GOAL OF THE EXERCISE
Copy exactly the lines of the data below that run from the line holding "jacket as a reference point." through the line holding "Target: smartphone", both ends included.

AVAILABLE DATA
===
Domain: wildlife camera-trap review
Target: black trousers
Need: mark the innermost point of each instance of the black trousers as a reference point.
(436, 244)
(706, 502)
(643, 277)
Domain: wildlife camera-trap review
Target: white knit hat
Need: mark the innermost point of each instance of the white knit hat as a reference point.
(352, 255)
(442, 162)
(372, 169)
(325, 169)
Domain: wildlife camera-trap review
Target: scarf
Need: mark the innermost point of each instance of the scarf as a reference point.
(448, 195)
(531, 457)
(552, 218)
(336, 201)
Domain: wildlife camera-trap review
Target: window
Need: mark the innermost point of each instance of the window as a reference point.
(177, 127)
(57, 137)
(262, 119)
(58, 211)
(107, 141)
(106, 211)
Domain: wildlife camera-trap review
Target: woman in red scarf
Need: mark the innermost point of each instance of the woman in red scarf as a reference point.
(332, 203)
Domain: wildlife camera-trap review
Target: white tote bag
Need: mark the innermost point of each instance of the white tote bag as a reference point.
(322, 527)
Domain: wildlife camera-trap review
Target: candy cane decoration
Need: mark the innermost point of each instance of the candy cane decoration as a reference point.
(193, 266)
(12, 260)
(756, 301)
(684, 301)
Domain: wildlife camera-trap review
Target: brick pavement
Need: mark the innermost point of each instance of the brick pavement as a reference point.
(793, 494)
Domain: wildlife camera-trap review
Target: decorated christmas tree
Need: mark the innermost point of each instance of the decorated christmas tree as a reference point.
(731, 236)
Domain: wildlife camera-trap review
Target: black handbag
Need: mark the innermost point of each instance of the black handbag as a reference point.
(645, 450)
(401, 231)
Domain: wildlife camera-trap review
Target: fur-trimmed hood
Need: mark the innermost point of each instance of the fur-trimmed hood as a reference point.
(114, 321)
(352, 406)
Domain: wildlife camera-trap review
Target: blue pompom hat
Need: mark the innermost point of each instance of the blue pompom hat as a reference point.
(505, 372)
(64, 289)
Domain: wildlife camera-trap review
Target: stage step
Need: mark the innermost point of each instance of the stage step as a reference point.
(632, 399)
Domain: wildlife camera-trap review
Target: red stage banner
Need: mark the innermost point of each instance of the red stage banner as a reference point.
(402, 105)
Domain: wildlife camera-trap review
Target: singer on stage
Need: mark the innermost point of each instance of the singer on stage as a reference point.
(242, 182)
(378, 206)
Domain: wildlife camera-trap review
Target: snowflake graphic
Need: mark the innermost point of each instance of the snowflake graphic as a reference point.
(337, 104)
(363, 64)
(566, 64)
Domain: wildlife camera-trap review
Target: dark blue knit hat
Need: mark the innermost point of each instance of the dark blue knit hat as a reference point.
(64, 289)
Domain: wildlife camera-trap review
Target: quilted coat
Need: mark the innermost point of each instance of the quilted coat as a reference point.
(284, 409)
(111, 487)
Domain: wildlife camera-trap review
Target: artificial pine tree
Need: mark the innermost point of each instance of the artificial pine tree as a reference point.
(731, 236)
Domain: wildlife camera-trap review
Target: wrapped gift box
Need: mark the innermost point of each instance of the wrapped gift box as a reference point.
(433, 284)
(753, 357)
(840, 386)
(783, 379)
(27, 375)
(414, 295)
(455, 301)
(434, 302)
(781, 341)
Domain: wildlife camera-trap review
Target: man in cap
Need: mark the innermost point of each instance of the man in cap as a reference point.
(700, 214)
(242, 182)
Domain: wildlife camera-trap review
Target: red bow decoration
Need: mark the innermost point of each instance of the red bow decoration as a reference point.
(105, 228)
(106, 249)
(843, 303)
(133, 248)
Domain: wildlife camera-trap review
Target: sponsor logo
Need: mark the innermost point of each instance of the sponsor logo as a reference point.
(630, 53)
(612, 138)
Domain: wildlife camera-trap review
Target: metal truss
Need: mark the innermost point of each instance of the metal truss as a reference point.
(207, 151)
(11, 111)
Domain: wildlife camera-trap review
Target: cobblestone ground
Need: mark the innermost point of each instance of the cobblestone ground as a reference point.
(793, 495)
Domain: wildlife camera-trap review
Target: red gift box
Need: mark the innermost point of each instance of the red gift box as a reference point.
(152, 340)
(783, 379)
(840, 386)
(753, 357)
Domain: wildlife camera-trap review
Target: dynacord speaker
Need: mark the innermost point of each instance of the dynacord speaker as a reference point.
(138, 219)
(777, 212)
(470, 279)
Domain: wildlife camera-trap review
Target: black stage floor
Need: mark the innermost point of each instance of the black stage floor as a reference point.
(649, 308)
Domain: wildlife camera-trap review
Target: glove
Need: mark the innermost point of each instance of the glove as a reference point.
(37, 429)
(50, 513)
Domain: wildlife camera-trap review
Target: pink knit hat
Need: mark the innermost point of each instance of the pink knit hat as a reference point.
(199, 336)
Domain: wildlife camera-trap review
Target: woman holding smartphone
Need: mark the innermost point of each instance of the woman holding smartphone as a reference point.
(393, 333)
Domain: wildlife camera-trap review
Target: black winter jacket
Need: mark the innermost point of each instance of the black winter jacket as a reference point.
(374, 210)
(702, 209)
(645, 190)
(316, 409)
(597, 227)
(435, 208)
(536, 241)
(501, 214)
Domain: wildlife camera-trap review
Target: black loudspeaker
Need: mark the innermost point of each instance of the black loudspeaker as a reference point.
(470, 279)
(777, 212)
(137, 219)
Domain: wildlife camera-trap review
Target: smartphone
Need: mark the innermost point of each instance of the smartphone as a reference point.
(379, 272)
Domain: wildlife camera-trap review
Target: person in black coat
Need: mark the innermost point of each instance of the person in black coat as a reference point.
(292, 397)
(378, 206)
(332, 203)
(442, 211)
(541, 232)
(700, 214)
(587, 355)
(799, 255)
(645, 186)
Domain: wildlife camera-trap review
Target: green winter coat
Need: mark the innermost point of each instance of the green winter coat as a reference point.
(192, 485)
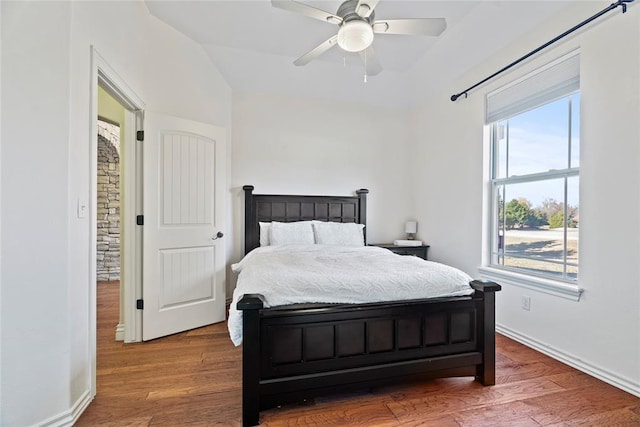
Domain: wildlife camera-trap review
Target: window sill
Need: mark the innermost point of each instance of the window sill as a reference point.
(548, 286)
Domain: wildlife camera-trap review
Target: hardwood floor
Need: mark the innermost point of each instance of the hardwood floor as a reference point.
(193, 379)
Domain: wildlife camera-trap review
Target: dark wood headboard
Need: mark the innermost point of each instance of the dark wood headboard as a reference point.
(291, 208)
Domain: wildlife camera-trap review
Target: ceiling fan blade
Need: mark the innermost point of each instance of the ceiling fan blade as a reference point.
(418, 26)
(365, 7)
(370, 59)
(312, 12)
(317, 51)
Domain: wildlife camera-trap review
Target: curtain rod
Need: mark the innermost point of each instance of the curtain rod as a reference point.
(622, 3)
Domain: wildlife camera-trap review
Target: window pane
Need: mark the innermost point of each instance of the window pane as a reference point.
(500, 147)
(538, 139)
(575, 130)
(532, 228)
(573, 226)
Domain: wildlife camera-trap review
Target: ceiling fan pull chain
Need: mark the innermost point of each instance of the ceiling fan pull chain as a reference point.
(365, 66)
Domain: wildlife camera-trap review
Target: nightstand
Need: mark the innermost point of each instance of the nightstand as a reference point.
(419, 251)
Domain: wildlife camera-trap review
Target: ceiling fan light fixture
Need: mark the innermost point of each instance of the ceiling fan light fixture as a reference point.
(354, 36)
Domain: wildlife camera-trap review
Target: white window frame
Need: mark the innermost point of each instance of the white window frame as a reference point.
(562, 287)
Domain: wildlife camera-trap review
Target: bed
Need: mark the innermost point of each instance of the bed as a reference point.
(300, 351)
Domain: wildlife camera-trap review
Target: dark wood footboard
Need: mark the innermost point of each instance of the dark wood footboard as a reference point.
(302, 351)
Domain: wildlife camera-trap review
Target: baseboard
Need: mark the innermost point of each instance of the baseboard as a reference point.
(599, 373)
(120, 332)
(70, 417)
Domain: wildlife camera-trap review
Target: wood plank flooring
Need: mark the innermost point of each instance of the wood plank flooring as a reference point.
(194, 379)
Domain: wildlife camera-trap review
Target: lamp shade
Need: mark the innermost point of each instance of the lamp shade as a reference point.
(354, 36)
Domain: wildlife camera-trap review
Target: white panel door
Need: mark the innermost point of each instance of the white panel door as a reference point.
(183, 261)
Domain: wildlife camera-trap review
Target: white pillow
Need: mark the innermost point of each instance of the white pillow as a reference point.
(265, 231)
(291, 233)
(337, 233)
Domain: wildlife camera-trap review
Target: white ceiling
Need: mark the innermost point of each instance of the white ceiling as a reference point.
(254, 45)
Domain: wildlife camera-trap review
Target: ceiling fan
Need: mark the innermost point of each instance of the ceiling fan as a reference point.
(357, 26)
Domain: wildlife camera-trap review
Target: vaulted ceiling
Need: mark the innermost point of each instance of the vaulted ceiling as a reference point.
(254, 45)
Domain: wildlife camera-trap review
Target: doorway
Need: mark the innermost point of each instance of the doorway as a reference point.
(111, 139)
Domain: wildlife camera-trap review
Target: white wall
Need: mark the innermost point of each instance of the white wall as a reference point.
(284, 145)
(46, 167)
(600, 333)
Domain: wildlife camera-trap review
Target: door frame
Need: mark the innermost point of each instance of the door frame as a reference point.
(102, 74)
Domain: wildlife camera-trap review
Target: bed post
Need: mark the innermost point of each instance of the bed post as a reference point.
(486, 372)
(362, 209)
(251, 305)
(249, 219)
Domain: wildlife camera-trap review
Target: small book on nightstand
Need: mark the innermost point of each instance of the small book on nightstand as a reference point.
(407, 242)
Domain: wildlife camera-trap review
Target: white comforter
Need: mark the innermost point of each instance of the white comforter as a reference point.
(333, 274)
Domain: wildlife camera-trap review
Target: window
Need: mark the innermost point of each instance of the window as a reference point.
(535, 179)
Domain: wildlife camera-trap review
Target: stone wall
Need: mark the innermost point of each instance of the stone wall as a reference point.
(108, 214)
===
WRITTEN REPLY
Need: mark the innermost point of each instance of the black winter jacket as a reference point.
(374, 210)
(702, 209)
(645, 190)
(316, 409)
(597, 227)
(435, 208)
(536, 241)
(501, 214)
Domain: wildlife camera-trap review
Target: black loudspeaker
Need: mark the innermost point of each instance of the black loudspeaker as a reference point.
(470, 279)
(777, 212)
(137, 219)
Domain: wildlife camera-trap review
Target: smartphone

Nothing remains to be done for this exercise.